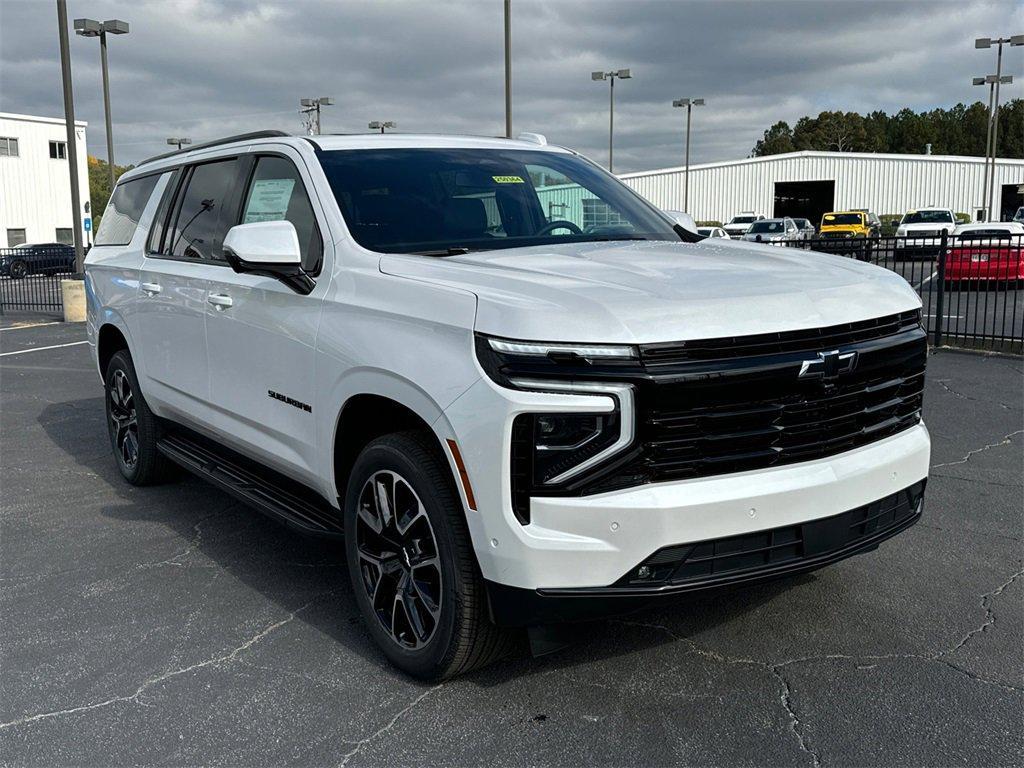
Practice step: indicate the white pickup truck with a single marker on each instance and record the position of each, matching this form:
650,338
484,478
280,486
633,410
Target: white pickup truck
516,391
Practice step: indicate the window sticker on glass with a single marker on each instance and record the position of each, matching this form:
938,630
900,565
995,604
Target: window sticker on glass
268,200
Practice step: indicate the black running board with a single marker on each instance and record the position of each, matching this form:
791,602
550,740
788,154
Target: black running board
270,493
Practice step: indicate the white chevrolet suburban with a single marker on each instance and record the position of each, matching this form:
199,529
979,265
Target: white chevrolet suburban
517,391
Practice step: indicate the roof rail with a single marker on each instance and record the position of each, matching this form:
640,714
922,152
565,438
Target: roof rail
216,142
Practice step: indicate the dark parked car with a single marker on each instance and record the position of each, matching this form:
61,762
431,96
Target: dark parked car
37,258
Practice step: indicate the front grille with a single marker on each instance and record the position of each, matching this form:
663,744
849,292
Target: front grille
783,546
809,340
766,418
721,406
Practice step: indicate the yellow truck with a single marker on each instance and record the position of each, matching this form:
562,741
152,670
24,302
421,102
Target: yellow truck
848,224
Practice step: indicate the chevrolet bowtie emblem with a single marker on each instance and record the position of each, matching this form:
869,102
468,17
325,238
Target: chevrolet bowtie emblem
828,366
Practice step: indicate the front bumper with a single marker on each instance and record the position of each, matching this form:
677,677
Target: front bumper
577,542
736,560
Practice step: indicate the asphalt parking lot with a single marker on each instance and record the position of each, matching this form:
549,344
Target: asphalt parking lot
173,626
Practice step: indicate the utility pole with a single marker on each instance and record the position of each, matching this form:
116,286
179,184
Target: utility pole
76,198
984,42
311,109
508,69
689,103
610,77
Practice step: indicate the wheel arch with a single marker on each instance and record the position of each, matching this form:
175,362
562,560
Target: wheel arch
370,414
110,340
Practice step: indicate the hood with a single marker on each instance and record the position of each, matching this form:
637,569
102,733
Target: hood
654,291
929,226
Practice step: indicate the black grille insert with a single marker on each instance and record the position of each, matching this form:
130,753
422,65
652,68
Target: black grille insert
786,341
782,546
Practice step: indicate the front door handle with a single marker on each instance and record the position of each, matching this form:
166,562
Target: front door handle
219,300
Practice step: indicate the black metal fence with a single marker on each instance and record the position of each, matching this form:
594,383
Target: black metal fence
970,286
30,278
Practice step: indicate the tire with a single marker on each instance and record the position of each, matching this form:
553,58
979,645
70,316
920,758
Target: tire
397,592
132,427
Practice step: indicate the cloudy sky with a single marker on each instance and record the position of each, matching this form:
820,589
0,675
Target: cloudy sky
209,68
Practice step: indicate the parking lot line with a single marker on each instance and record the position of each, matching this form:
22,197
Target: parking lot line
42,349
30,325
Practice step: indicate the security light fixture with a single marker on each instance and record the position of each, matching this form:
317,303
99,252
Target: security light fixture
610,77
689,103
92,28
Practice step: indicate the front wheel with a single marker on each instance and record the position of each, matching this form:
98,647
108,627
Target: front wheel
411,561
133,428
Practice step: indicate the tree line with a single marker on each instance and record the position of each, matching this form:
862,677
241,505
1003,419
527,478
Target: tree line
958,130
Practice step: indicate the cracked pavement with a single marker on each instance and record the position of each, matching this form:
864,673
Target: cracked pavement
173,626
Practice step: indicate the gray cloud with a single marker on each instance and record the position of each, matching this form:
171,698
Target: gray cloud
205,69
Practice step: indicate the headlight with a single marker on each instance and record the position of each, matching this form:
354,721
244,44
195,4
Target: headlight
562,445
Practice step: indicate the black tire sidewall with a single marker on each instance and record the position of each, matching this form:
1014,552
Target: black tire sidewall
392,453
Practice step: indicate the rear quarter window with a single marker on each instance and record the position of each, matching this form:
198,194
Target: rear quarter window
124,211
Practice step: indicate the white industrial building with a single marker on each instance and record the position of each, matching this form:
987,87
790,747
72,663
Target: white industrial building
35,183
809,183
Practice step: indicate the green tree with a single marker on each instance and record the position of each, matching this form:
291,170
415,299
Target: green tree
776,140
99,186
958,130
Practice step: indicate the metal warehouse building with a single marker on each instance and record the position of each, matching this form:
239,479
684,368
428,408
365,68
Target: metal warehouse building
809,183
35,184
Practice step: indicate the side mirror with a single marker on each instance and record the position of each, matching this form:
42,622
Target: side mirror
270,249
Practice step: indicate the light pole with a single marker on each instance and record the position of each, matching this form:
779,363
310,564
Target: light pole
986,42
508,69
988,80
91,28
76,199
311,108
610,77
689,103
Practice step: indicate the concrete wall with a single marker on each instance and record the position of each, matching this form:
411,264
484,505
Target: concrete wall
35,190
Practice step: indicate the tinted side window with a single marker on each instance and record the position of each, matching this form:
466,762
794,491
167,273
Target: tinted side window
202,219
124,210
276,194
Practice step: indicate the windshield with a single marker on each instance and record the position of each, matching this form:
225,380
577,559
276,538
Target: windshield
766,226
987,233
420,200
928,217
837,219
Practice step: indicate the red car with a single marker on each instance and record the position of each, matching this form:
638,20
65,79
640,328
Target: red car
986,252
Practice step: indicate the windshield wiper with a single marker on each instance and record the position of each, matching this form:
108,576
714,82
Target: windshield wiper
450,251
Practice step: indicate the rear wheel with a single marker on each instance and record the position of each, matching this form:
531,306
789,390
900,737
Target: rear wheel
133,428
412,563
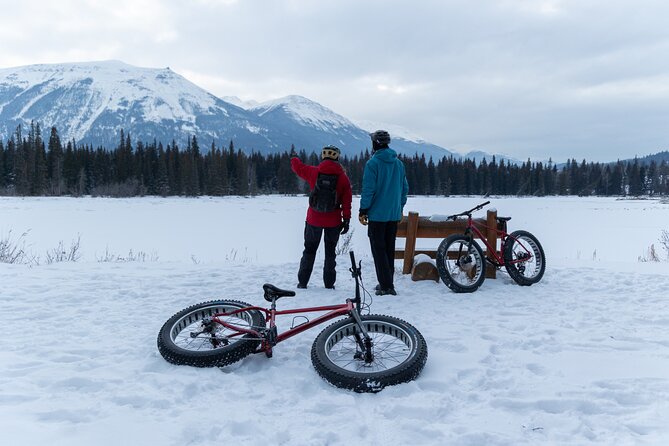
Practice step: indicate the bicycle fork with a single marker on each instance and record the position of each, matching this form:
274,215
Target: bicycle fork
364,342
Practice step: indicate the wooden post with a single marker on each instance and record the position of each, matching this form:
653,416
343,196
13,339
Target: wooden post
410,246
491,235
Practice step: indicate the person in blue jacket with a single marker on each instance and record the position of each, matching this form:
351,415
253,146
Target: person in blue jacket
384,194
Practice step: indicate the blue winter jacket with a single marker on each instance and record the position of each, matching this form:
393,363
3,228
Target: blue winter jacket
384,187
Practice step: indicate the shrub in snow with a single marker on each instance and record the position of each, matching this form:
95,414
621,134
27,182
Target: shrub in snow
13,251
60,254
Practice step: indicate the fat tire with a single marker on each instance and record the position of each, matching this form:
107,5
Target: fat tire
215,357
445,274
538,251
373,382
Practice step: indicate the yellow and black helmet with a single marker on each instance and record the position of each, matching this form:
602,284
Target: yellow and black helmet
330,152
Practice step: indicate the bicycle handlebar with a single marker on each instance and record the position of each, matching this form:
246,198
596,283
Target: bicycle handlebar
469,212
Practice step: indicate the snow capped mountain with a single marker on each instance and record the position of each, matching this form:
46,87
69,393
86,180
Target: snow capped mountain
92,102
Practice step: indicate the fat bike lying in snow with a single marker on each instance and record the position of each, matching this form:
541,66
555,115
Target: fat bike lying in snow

### Given request
Write out every line above exactly as it is, leaving out the pictures.

### Written solution
Practice step: indicate the white pickup truck with a single marker on each instance and record the position of each, matching this form:
650,338
484,478
280,486
633,410
Target: white pickup truck
516,391
Practice step: indicate the window sticker on glass with a single marker on each instance and record the position of each, matching this form:
938,630
900,565
995,604
Target: window sticker on glass
268,200
Practice step: indicate the black running board with a single marker on each instance and record the position of each, matching this form:
791,602
550,740
788,154
Target: black running board
270,493
Practice step: indicate the white chevrolet suburban with a single marker on each instance and record the position of each, matching this form:
199,529
979,265
Target: white chevrolet suburban
517,391
Practice step: indicate the roof rail with a single marker on each instance and record the position of each, matching this form:
640,714
922,152
565,438
Target: roof rail
216,142
Practice step: indicate the dark parked car with a single marker on each instance and record the position of each, matching this form:
61,762
431,96
Target: dark parked car
37,258
Practice step: indicate the front grille with a single marker on each instance and record the position of each, matching this form:
663,744
849,292
Target: front grille
783,546
809,340
766,418
721,406
Practice step: indicate the yellow truck with a single marker on each instance and record the position of each, matching this form:
562,741
152,670
24,302
421,102
Target: yellow truck
848,224
Practice step: indicate the chevrolet bowtie emblem with a single marker on each instance and record the position of each, matching this form:
869,102
468,17
325,238
Target: chevrolet bowtie emblem
828,366
Practice step: indicate the front bumper with a single marker on each instance and record the position of each, matching this form:
677,677
Target: front bumper
577,542
736,560
Practice step: indicate the asphalt parking lot with a single marker on each instance and record the position of each, matching this form:
549,344
Target: asphalt parking lot
173,626
Practice step: indicate the utility pole with a single marker on each instance and record the position of each, matching this form:
116,286
179,184
Target: utility pole
76,198
984,42
311,109
508,69
689,103
610,77
Practice step: indicate the wheel arch with a single marker on each instance and record the position of each, matching this form:
175,362
562,560
Target: wheel arch
370,414
110,340
Practice step: indicate the hood with a single marker on each instance and record the position of each, matching this form:
637,569
102,733
Target: hood
654,291
929,226
Practice step: indicate the black grille insert with a single marker on each instance and record the position of each, matching this form:
130,753
422,65
652,68
Target: black grille insert
786,341
782,546
Practice step: indicate the front door handle with a single marker on each instance and record the position of each, matching this form:
166,562
Target: front door handle
219,300
Practice step: indicate the black metal fence with a single marker on each instance and record the position of each, matching this form:
594,383
Target: black metal fence
970,286
30,278
Practice step: indicate the tire with a single marker on each instance and record the position of each, matching this form:
553,58
979,645
70,316
920,758
Target: tire
397,592
132,427
Practice step: indicate the cloudy sky with a single marker on each instance and record the position of each, matching this form:
820,589
0,675
Target: cloudy sky
209,68
Practice step: indicate the parking lot line with a single marker on each instance and record the position of each, matching this form:
22,197
Target: parking lot line
42,349
30,325
Practice step: indicate the security light fixture with a single marker on each instance and record the position of each, matching this form:
317,303
99,252
Target: security light fixture
610,77
689,103
92,28
Practice step: indicate the front wheel with a single marker on each instance and record the position of each, matching this form:
98,647
108,627
Target: front wheel
411,561
133,428
Practice step: indicate the tree line with a single marker on each instance and record the position of each, matching this form:
862,677
241,505
1003,419
527,478
Target: tree line
958,130
Practice step: indicate the cracked pavement with a single marker on each instance and record the position of each, matching this form:
864,673
Target: cracked pavement
173,626
Practice step: indicate the gray cloud with a single marker on each instance and record the position of each, matching this form:
171,698
Target: gray cloud
205,69
Practice step: indicate the headlight with a single marker on each instance and record the position of each, matching this form:
354,721
244,44
195,4
Target: headlight
562,445
Practice step: indicate the black tire sidewall with a single marker on each instance and record the position of each, matching this form:
1014,552
Target: black tire sidewall
392,453
Practice step: indicate the rear quarter window with a single marker on each instance and record the position of each, matching this form:
198,194
Target: rear quarter window
124,211
Practice step: indicate the white industrial building with a single marker on each instance and record the position of each, matching this form:
987,87
790,747
72,663
Target: white industrial building
35,183
809,183
Practice step: indicate the green tree with a single marker on each instance and record the position of each, matching this form:
291,170
415,299
Target: green tree
776,140
99,186
958,130
Practice step: indicate the metal warehouse building with a single marker on each instance and record the position of each, matching this form:
239,479
684,368
428,408
365,68
Target: metal warehouse building
809,183
35,184
Practice step: indicate the side mirror with a single marker on each instance and record the position of each, matching this form:
42,622
Target: side mirror
270,249
Practice step: indicate the light pole with a single marker on each instance and record the position of each, matching this form:
779,363
310,564
Target: light pole
986,42
508,69
988,80
91,28
76,199
311,108
610,77
689,103
Practice step: indicate the concrete wall with a single marker on each instance and record the position of each, matching this form:
411,264
484,505
Target: concrete wall
35,190
Practice step: indicate the tinted side window with a single marker on each instance and record the position of each, matching this form:
466,762
794,491
167,273
Target: tinted side window
202,219
124,210
276,194
Practice step: indicate the windshield with a single marker on each instance and record the position of each, matching this form:
225,380
577,559
276,538
Target: windshield
766,226
987,233
420,200
928,217
837,219
Practice step: indicate the red car with a single marker on each instance and record the position of each, matching this form:
638,20
65,79
640,328
Target: red car
986,252
Practice step: indicate the windshield wiper with a single marker on each instance and record the position of each, matching this form:
108,576
714,82
Target: windshield wiper
450,251
Practice step: indicate the rear wheel with a single marker on each instance and record the position of each, matching this form:
531,306
789,390
900,737
Target: rear wheel
133,428
412,563
Practice step: indicate the bicycle fork with a single marker on each instance and record the position of each, matching this form:
274,215
Target: bicycle fork
364,342
Practice step: indicate the wooden post with a single marker on each instance and record the position of each, matching this form:
653,416
343,196
13,339
Target: wooden post
410,246
491,235
Practice step: indicate the person in blue jacket with a single marker on each instance and record the position of each, matching this form:
351,415
253,146
Target: person in blue jacket
384,194
Practice step: indicate the blue winter jacket with a single marker on each instance and record the position of each, matching this form:
393,363
3,228
Target: blue winter jacket
384,187
Practice step: indicate the shrub in snow with a single marker on each instance and record the position of each, matching this form:
95,414
621,134
27,182
Target: shrub in snow
13,251
60,254
Practice step: indicate the fat tire with a single marker on each instance and record the position of each, matching this form:
107,5
Target: fat tire
215,357
445,274
538,251
373,382
Practice step: indicate the yellow and black helmet with a single marker on each instance and record the position of each, matching this form:
602,284
Target: yellow and black helmet
330,152
Practice step: indicate the bicycle handlebar with a single marker on each instance and record the position of each, matching this form:
246,198
596,283
Target: bicycle handlebar
469,212
Practice step: indicate the snow capped mountain with a single marker on each instance and record the position of each, matching this form:
46,87
69,393
86,180
Target: snow capped mountain
92,102
Practice step: indicate the fat bike lying in snow with a single marker on each instance and record the position of each, matching this form:
541,66
555,115
Target: fat bike lying in snow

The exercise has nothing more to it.